> [Work to complete]: Every record below should be transcribed exactly. Omit the images.

Coordinate annotation records
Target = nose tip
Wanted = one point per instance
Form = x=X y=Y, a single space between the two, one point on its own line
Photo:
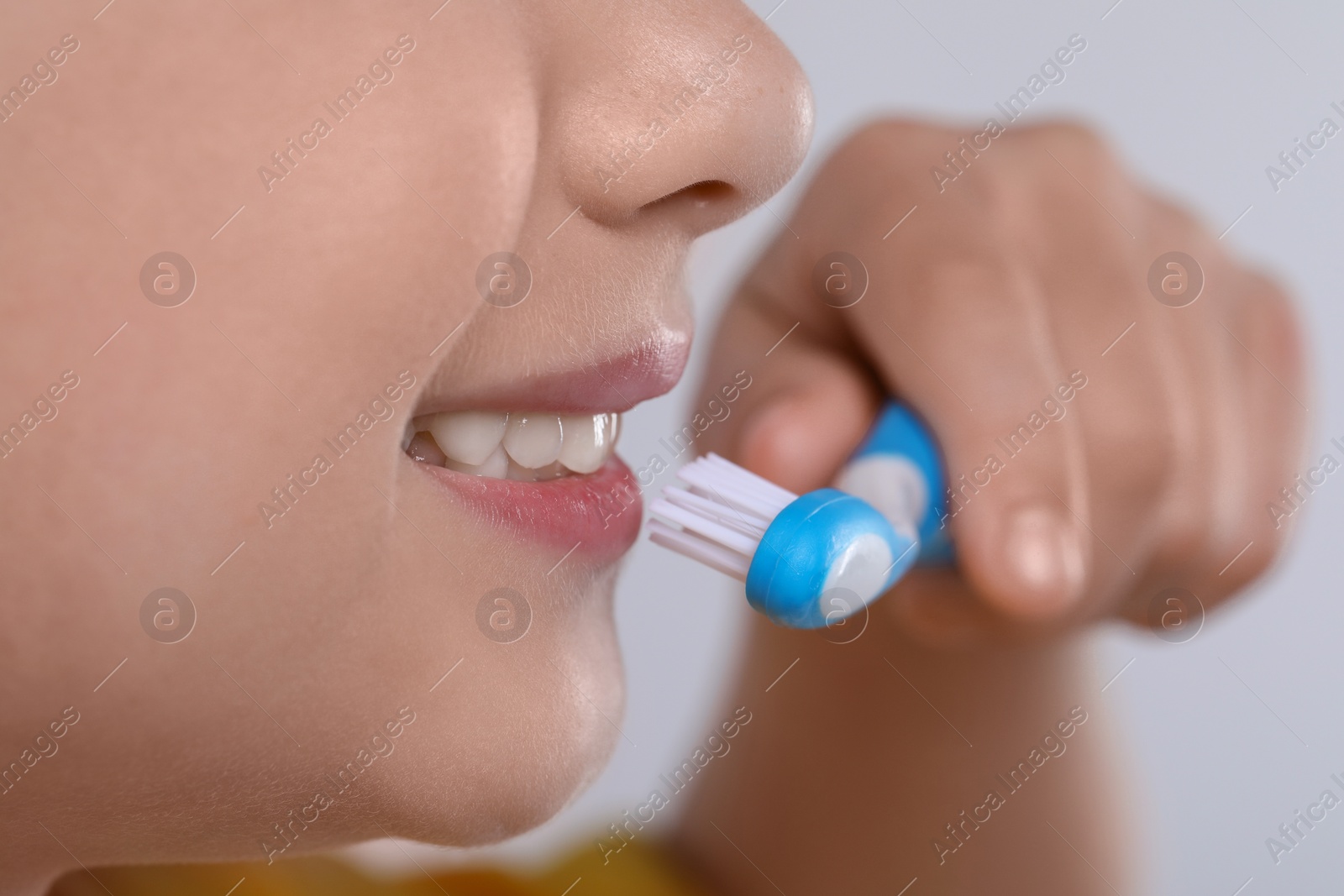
x=701 y=139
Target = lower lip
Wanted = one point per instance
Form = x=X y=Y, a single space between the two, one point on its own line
x=597 y=515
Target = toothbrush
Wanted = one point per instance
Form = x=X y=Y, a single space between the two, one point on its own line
x=815 y=559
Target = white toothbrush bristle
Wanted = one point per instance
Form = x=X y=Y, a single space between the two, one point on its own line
x=722 y=515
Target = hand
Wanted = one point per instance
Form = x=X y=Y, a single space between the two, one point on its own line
x=1102 y=443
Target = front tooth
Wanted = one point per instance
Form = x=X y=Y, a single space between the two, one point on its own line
x=533 y=439
x=588 y=441
x=468 y=437
x=495 y=466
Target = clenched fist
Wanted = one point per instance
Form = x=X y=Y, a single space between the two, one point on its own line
x=1119 y=401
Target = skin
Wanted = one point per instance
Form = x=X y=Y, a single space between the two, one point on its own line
x=355 y=265
x=320 y=293
x=1158 y=476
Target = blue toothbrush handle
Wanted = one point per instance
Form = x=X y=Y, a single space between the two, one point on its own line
x=898 y=469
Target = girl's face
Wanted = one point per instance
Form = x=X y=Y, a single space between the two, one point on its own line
x=244 y=248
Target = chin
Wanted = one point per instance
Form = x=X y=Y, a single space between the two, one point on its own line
x=528 y=734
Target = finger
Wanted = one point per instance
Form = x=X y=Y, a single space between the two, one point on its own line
x=1014 y=457
x=808 y=405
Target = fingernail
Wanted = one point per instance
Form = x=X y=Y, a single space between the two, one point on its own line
x=1046 y=553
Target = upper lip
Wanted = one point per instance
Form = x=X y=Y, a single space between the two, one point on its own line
x=611 y=385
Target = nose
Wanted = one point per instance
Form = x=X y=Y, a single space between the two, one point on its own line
x=683 y=110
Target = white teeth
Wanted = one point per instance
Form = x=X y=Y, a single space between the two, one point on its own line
x=522 y=446
x=468 y=437
x=534 y=439
x=588 y=441
x=496 y=465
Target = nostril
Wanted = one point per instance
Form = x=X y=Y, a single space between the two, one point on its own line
x=702 y=194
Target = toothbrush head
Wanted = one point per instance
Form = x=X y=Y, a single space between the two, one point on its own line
x=826 y=557
x=808 y=562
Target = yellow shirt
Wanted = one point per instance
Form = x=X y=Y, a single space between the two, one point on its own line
x=638 y=869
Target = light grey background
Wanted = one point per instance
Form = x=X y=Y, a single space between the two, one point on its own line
x=1229 y=734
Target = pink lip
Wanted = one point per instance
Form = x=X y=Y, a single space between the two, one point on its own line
x=596 y=516
x=612 y=385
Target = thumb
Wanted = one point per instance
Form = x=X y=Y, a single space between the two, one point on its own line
x=806 y=409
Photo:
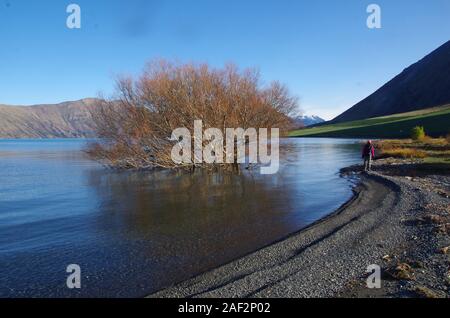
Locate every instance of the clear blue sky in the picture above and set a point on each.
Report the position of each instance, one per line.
(321, 49)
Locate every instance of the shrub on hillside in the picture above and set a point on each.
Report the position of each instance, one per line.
(418, 133)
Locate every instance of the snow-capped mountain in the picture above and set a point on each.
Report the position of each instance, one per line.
(304, 121)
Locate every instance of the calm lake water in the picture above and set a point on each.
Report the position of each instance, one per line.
(135, 233)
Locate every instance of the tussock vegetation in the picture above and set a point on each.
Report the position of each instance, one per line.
(136, 124)
(431, 149)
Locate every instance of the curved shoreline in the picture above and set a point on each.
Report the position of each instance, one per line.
(330, 257)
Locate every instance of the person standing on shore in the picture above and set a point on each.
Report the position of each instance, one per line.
(367, 154)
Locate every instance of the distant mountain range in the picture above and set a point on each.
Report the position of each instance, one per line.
(65, 120)
(305, 121)
(424, 84)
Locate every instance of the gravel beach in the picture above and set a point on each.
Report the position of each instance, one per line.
(400, 223)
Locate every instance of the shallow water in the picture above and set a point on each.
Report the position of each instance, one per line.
(135, 233)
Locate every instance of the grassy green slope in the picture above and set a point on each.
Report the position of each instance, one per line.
(435, 120)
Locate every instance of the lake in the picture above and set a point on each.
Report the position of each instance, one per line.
(134, 233)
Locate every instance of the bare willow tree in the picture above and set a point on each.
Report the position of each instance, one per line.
(134, 126)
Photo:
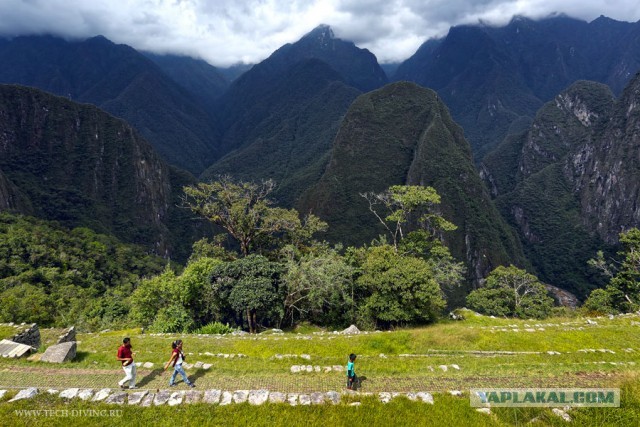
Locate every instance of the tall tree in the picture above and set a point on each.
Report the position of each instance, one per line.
(401, 208)
(244, 210)
(510, 291)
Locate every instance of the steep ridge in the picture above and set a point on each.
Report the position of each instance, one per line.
(78, 165)
(495, 79)
(403, 134)
(292, 144)
(577, 183)
(121, 81)
(202, 80)
(246, 103)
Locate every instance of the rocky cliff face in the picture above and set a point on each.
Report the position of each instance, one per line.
(576, 185)
(605, 169)
(79, 165)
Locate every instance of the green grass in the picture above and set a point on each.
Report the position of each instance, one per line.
(447, 411)
(488, 351)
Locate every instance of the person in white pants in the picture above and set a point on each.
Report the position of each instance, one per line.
(125, 355)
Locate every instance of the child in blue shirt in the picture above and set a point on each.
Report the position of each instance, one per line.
(352, 379)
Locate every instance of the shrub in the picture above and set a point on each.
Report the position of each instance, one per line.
(215, 328)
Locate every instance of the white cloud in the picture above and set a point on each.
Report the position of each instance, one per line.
(224, 32)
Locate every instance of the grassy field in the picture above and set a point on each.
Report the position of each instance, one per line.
(486, 352)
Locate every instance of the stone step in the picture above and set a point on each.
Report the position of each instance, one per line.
(145, 398)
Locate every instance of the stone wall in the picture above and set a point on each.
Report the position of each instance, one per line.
(68, 335)
(29, 336)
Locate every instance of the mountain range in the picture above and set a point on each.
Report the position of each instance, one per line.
(528, 132)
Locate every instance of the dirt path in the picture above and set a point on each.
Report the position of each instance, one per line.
(58, 378)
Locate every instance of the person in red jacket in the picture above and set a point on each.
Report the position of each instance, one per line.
(125, 355)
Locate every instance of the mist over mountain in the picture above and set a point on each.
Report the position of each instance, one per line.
(121, 81)
(80, 166)
(572, 181)
(494, 79)
(403, 134)
(545, 109)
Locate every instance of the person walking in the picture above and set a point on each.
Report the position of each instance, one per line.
(177, 358)
(125, 356)
(352, 379)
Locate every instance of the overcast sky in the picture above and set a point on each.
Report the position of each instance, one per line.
(224, 32)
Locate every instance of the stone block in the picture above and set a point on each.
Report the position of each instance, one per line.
(60, 353)
(258, 397)
(136, 397)
(117, 398)
(69, 393)
(68, 335)
(212, 396)
(101, 395)
(28, 393)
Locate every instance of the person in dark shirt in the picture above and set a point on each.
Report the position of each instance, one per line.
(352, 379)
(125, 355)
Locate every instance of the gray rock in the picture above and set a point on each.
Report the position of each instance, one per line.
(136, 397)
(384, 397)
(69, 393)
(13, 349)
(29, 336)
(176, 398)
(192, 396)
(101, 395)
(258, 397)
(162, 397)
(317, 398)
(116, 398)
(60, 353)
(425, 397)
(226, 399)
(212, 396)
(68, 336)
(333, 397)
(27, 393)
(351, 330)
(292, 398)
(562, 414)
(240, 396)
(148, 400)
(304, 399)
(277, 397)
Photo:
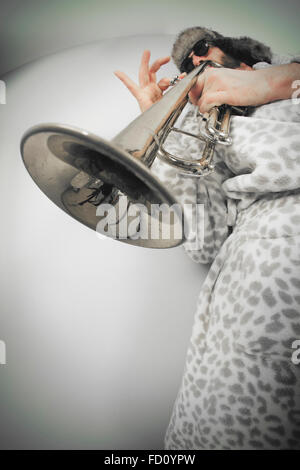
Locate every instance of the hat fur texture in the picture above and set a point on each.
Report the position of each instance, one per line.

> [Complete answer]:
Target = nose tip
Wanted = one point per instance
Form = x=X y=Y, a single space between the two, one point on its own line
Photo:
x=701 y=139
Target = lower lip
Wanted = one point per instance
Form = x=X y=Y, a single space between the two, one point on its own line
x=597 y=515
Target = toothbrush
Wanted = one point per instance
Form = x=X y=Y, a single space between the two, one point on its own line
x=815 y=559
Target = white toothbrush bristle
Wanted = one point per instance
Form = x=X y=Y, a single space between the two, one point on its own line
x=722 y=515
Target = hand
Wanted = one point per instance
Form = x=X y=Y, a single space between the two, one point on its own line
x=1102 y=443
Target = front tooth
Wanted = one point per instance
Form = x=X y=Y, a single space between the two, one point on its own line
x=533 y=439
x=588 y=441
x=468 y=437
x=495 y=466
Target = clenched fist
Wanted = one point per instance
Form = x=X y=Y, a single space between the two, one point on its own line
x=1119 y=401
Target = skin
Wanted = one point per instance
Form = x=X y=Y, a single space between the two, one point on its own line
x=355 y=265
x=320 y=293
x=1158 y=476
Target = blue toothbrush handle
Wanted = one point per instance
Form = x=X y=Y, a single space between the two, one point on its own line
x=898 y=469
Target = girl's face
Wanted = one point per instance
Form = x=X y=Y, a single space between the two, one point on its own line
x=244 y=248
Target = chin
Wanted = one point per instance
Form = x=X y=Y, a single space between the two, one point on its own line
x=528 y=734
Target = finger
Wanted = one point per instance
Form = x=X y=Y, a single space between the two, one point on its own line
x=1014 y=457
x=808 y=405
Target = fingernail
Wanted = one point per instance
Form = x=X y=Y, a single space between the two, one point on its own line
x=1046 y=553
Target = upper lip
Wanted = one point per instance
Form = x=X y=Y, a single space between the two, one point on its own line
x=611 y=385
Target = nose
Wanted = one point per instance
Form = x=X y=Y, a single space between the two, one point on its own line
x=683 y=110
Target = white teeth
Wanted = one point per instance
Form = x=X y=Y, a single space between the two, one point on its own line
x=522 y=446
x=468 y=437
x=534 y=439
x=588 y=441
x=496 y=465
Target = nostril
Wanted = one point per instance
Form = x=X y=Y, a single space between the two, one point on its own line
x=702 y=194
Target = toothbrush head
Wanted = one point per instance
Form = x=X y=Y, a single space between the two, one point on its own line
x=826 y=557
x=808 y=562
Target = yellow shirt
Wanted = one point per instance
Form = x=X y=Y, a single space between the two, one point on its own line
x=638 y=869
Target = light grey background
Wanted = one point per instance
Form = x=X y=Y, a single space between the two, one point on its own line
x=1229 y=734
Target = pink lip
Wanted = one point per instance
Form = x=X y=Y, a single space between the two, one point on its own line
x=596 y=516
x=612 y=385
Target = thumb
Wanted = one point per instance
Form = x=X y=Y, a single space between the two, one point on its own line
x=806 y=409
Photo:
Locate every instance of the clear blue sky in the picture above and set a point on each.
Report the position of each instance, one per line.
(321, 49)
Locate every instance of the shrub on hillside in the picture above and set a point on each.
Report the position of each instance, one per line.
(418, 133)
Locate every instance of the snow-capped mountain in the picture above and set a point on each.
Report the position of each instance, one per line.
(304, 121)
Locate every instance of the calm lake water in the picture above and set a point on each.
Report the position of each instance, one per line.
(135, 233)
Locate every instance of the tussock vegetation in the picture above and set a point on each.
Report the position of each instance, one per line.
(136, 124)
(431, 149)
Locate every instance of the curved shoreline in the picture above and set a point on each.
Report the position of each instance, one per line.
(330, 257)
Locate every instance of the person standing on shore in the picture above and set a point on each.
Report the position of each instance, one per line.
(367, 154)
Locate every instance of the distant mountain range in the picture above and set a point on each.
Report the position of each instance, one per line.
(65, 120)
(305, 121)
(424, 84)
Locate every instance of the gravel beach in the picture above and set a point on each.
Report the position of each instance, one per line.
(400, 223)
Locate every instance of the shallow water in the picture above and set a point on each.
Report the position of each instance, one per line.
(135, 233)
Locate every instance of the grassy green slope in the picture above and set a point on each.
Report the position of each instance, one per line.
(435, 120)
Locate every instance of the lake in the picture above and set a point on each.
Report the position of each instance, one per line.
(134, 233)
Locate every instance of the bare willow tree in the picture above and set a point on each.
Report the position of each instance, one per line.
(134, 126)
Photo:
Locate every instance of the tall tree in the picture above and set a point on each.
Report the position of each instance, one per line.
(401, 208)
(244, 210)
(510, 291)
Locate every instance of the steep ridge in the picture above and set a point on each.
Report the position of each instance, one per line.
(78, 165)
(495, 79)
(403, 134)
(292, 144)
(577, 183)
(121, 81)
(202, 80)
(246, 103)
Locate every instance of the rocky cliff face in the picture above and set a point on each.
Report the position of each instance, one per line.
(576, 185)
(605, 169)
(79, 165)
Locate every instance of the green grass in the picture above and set a point on each.
Report the position of each instance, one per line.
(447, 411)
(488, 351)
Locate every instance of the person in white pants in the picture above and set a point on each.
Report the position of each instance, one per line.
(125, 355)
Locate every instance of the child in blue shirt in the picture above and set a point on each.
Report the position of each instance, one per line.
(352, 379)
Locate every instance of the shrub in the picture above and set a point on each.
Report the position of each instance, one per line.
(215, 328)
Locate every instance of the white cloud in the picture above and set a point on each.
Report the position of each instance, one per line.
(224, 32)
Locate every instance of the grassy field in the picture above and set a point on each.
Report the position of each instance, one per line.
(486, 352)
Locate every instance of the stone step in the picture above and set a point on each.
Report the position of each instance, one per line.
(145, 398)
Locate every instance of the stone wall in the picture above and set a point on each.
Report the position of each instance, one per line.
(68, 335)
(29, 336)
Locate every instance of the mountain range in the picture above and set a point on each.
Report the position of each instance, one per line.
(528, 132)
Locate every instance of the dirt path in the picture above and set a point on each.
Report the position of each instance, one per line.
(58, 378)
Locate every instance of the person in red jacket in the picture above and set a point on each.
Report the position of each instance, one per line.
(125, 355)
Locate every instance of the mist over mountain in the picture above and set a point on each.
Report the position of each instance, one per line.
(121, 81)
(80, 166)
(572, 181)
(494, 79)
(403, 134)
(545, 109)
Locate every instance of the person walking in the picture above and set a point on each.
Report the position of each instance, one per line.
(177, 358)
(125, 356)
(352, 379)
Locate every instance of the overcast sky in the picture above and set a point on each.
Report the position of each instance, one per line.
(224, 32)
Locate every instance of the stone block in the picture above and set a point on each.
Report the position of each instance, one per line.
(60, 353)
(258, 397)
(136, 397)
(117, 398)
(69, 393)
(68, 335)
(212, 396)
(101, 395)
(28, 393)
Locate every instance of the person in dark shirt in the picture above and set a point on each.
Report the position of each instance, one per line.
(352, 379)
(125, 355)
Locate every instance of the gray rock in the picture above and set a point on each.
Report the position of each instance, one per line.
(136, 397)
(384, 397)
(69, 393)
(13, 349)
(29, 336)
(176, 398)
(192, 396)
(101, 395)
(258, 397)
(162, 397)
(317, 398)
(116, 398)
(60, 353)
(425, 397)
(226, 399)
(212, 396)
(68, 336)
(333, 397)
(27, 393)
(351, 330)
(292, 398)
(562, 414)
(240, 396)
(148, 400)
(304, 399)
(277, 397)
Photo:
Locate every instance of the hat fur texture in the picture above and set a point on each.
Report the position of each instance, one per line.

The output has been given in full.